Exercise >> Which lines in the items below contain the word "building"? List each of those lines in full, treating uppercase and lowercase as different.

Material for this exercise >>
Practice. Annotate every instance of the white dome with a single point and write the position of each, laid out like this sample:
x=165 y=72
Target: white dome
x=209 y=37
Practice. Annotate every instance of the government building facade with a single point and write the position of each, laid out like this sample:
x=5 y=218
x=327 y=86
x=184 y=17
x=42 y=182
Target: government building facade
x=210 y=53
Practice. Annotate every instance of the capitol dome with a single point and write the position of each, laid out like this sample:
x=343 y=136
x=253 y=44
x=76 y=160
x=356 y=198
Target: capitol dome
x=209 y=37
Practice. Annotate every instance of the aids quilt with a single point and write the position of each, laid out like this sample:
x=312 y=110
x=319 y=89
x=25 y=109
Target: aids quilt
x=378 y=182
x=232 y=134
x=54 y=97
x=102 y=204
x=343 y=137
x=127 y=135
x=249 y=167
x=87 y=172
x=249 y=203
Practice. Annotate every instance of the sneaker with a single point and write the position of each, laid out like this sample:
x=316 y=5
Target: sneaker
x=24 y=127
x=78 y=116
* * *
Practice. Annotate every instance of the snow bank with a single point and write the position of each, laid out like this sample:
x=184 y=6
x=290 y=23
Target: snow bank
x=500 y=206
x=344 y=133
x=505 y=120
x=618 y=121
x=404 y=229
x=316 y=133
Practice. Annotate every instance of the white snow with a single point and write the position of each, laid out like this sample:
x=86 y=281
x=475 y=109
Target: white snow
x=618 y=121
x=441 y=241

The reply >>
Practice. Annotate every instance of the government building facade with a single point and write the position of each, laid out like this sample:
Target: government building facade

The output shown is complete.